GIVEN TEXT section start

Fig. 1. Materials used for colouring the 'imitation' emerald: glass muller and slab for grinding, linseed oil, verdigris (copper green - made by the author by exposing copper to vinegar) and rock crystal.
Project (2012-2014)

Understanding Light through Art. Emeralds and the Artisan’s Contribution to Optical Knowledge

This Working Group project looked at artisans' contribution to optical knowledge. Since antiquity, the emerald has been one of the most precious stones money could buy. It was prized for its lush green color, its saturated translucency, its hardness and rarity. It is therefore not surprising that this popular stone was often worked by goldsmiths and set into costly metalwork pieces. Moreover, because of its rarity and preciousness, the emerald was also one of the most frequently imitated gems, and many recipes survive that describe how to create a substitute by the use of green glass, special pastes, or by coloring a cheaper transparent mineral with a copper green pigment called verdigris. This Working Group project included historical reconstructions of the latter practice, see fig.). In the fifteenth century, such recipes were frequently bundled together with painting instructions, of which the so-called Italian Bolognese Manuscript is a good example. Technical research into late medieval panel paintings shows that indeed painters also used the copper green pigment verdigris for the imitation of precious green stones.

Besides these economic and artisanal fascinations with the emerald, the gem also prompted the interest of natural philosophers. Numerous lapidaries and encyclopedias, both north and south of the Alps, show that translucent gems such as emeralds were studied to help understand the behaviour of light. As the emerald is naturally characterized by cracks and fissures, goldsmiths often nourished these jewels with oil to increase their saturation and translucency. Philosophers such as Marbode of Rennes and Konrad of Megdeberg write about this practice to explain how jewellers influenced the optics of a stone (its hue, lustre, and saturation). Furthermore, natural philosophers used artisanal practice to inform their theories about the genesis of gemstones in nature. For example, both Al-Biruni and Albertus Magnus write that emeralds grow out of copper because the "rust of copper"—being the pigment verdigris—is green.

GIVEN TEXT section end

• TASKS AND EXERCISES
(A) In the project description, which pigment does technical research show painters used to imitate precious green stones?
(B) Write out the passage of the project description between "Fig. 1. Materials" and "and rock crystal.", inclusive, copying it word for word.

DATASET EXTRACT section start

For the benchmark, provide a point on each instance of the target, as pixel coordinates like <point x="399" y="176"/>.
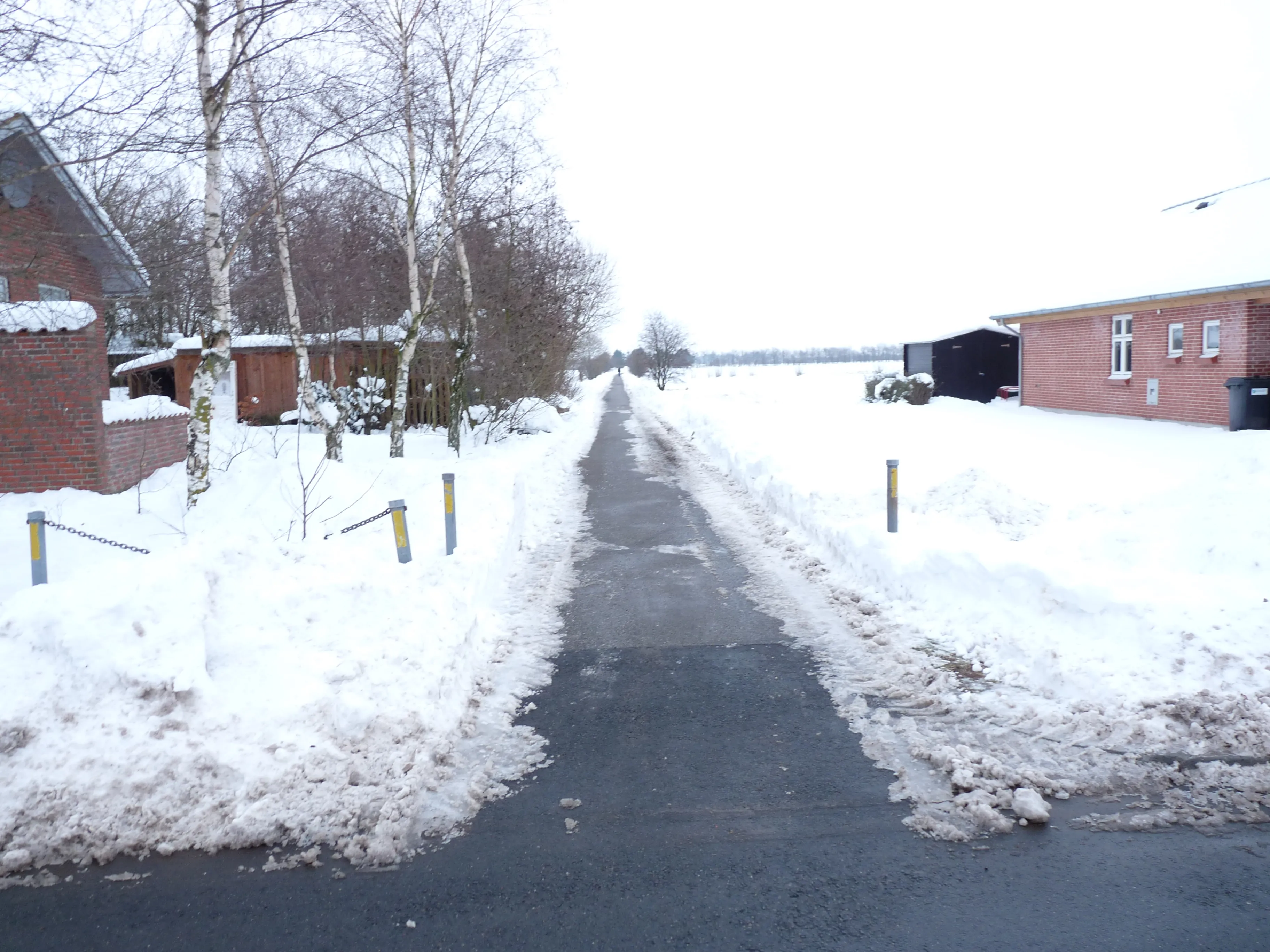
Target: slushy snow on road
<point x="1072" y="605"/>
<point x="252" y="682"/>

DATASET EXTRACT section end

• SOLUTIONS IN ORDER
(A) The copper green pigment verdigris.

(B)
Fig. 1. Materials used for colouring the 'imitation' emerald: glass muller and slab for grinding, linseed oil, verdigris (copper green - made by the author by exposing copper to vinegar) and rock crystal.